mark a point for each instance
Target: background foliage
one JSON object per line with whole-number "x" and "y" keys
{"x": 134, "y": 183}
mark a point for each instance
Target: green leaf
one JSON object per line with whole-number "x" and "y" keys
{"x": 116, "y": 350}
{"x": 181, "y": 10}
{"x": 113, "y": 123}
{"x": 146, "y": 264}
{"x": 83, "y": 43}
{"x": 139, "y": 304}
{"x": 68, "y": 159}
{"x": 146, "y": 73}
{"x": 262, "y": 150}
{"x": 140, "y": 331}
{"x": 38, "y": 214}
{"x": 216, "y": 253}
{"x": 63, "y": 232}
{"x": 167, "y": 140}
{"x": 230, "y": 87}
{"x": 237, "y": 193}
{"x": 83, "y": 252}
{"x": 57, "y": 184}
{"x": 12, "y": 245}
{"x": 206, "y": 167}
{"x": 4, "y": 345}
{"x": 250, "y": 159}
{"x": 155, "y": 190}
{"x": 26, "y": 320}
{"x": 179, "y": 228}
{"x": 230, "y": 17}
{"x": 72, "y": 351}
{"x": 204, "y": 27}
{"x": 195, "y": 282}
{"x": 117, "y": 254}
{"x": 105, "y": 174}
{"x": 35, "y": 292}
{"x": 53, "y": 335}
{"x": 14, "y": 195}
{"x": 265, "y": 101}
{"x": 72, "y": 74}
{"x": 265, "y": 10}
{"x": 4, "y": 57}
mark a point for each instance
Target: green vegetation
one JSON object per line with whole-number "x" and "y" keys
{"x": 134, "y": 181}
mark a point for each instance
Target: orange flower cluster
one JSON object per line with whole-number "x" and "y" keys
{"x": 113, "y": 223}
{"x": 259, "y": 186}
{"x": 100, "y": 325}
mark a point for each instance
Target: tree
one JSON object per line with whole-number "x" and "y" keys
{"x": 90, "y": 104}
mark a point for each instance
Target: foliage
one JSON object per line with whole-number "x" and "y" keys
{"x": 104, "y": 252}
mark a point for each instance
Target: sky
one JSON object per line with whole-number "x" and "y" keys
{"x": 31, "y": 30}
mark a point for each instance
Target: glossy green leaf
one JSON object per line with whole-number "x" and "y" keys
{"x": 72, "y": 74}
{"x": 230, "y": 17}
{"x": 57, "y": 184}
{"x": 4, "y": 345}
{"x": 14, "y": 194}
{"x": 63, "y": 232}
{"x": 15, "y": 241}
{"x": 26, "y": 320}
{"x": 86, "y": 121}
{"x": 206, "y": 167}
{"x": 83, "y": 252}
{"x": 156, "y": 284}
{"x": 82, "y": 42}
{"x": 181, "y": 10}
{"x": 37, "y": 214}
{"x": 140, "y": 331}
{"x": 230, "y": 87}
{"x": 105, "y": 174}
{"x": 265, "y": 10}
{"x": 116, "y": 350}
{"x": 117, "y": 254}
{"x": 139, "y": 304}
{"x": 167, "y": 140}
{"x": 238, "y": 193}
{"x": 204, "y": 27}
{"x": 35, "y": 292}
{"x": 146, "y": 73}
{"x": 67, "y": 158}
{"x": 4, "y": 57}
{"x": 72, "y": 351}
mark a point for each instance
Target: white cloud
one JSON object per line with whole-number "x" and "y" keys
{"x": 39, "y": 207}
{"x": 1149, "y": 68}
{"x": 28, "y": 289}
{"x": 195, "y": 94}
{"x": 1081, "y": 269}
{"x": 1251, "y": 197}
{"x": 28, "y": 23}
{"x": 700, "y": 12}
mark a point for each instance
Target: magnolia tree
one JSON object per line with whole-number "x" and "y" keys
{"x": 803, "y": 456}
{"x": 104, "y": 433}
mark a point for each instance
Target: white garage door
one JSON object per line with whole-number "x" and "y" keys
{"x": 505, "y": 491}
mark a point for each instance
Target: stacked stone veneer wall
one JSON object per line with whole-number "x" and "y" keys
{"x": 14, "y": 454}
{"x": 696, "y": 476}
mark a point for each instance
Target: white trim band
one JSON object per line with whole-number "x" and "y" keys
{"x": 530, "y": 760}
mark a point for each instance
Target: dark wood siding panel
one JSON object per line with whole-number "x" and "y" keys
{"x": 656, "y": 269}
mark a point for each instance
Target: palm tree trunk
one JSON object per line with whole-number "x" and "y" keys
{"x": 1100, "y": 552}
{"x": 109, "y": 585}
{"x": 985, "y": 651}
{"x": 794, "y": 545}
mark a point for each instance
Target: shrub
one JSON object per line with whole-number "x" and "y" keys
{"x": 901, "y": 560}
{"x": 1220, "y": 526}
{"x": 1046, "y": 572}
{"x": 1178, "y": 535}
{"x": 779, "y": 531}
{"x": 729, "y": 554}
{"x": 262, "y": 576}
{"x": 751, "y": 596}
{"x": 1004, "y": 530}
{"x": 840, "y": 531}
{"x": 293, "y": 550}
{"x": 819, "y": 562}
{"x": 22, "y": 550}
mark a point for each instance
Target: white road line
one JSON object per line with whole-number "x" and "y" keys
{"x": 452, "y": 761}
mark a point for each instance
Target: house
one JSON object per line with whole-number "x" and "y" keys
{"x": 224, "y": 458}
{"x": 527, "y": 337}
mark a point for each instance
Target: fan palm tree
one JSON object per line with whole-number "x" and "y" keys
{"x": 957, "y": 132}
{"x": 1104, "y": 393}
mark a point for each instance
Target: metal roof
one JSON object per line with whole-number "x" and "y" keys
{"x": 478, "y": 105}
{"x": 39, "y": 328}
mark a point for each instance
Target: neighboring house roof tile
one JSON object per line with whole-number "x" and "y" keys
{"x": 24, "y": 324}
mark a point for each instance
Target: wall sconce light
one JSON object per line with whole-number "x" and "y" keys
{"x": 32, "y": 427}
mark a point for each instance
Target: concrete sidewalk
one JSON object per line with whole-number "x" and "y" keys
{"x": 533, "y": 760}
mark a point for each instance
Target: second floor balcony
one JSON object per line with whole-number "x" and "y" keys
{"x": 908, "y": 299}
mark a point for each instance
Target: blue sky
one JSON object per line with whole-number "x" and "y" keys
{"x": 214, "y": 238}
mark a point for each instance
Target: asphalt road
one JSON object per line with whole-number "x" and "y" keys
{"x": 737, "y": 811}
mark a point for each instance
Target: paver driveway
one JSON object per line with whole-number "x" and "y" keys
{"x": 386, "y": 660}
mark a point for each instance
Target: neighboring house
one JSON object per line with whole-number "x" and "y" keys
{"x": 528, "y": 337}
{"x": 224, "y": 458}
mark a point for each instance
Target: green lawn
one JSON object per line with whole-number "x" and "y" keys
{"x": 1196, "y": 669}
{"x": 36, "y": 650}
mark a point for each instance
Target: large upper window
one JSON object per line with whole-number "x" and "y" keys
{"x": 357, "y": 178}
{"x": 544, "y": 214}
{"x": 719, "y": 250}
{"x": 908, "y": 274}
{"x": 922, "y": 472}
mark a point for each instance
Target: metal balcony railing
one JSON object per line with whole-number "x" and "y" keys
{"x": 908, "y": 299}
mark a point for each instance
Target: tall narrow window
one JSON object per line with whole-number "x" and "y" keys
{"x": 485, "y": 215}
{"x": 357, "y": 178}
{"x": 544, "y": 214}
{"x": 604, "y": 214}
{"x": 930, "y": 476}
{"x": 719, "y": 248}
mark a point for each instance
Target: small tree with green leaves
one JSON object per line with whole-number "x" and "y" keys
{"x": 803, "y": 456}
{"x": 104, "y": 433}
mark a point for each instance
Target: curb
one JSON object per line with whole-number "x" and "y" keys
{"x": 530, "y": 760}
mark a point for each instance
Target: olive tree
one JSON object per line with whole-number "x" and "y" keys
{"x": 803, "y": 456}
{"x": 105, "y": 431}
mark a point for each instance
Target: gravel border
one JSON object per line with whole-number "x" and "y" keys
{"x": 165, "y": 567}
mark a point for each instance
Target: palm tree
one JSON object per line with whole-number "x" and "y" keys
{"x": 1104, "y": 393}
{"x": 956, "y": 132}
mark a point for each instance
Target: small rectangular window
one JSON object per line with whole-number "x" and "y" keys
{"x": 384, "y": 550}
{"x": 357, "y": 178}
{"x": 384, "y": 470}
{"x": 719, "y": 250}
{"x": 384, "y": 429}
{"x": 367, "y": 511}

::::::::::

Pull out every line of the records that contains the word "window", with case counting.

Target: large upper window
Target: tall narrow window
Target: small rectangular window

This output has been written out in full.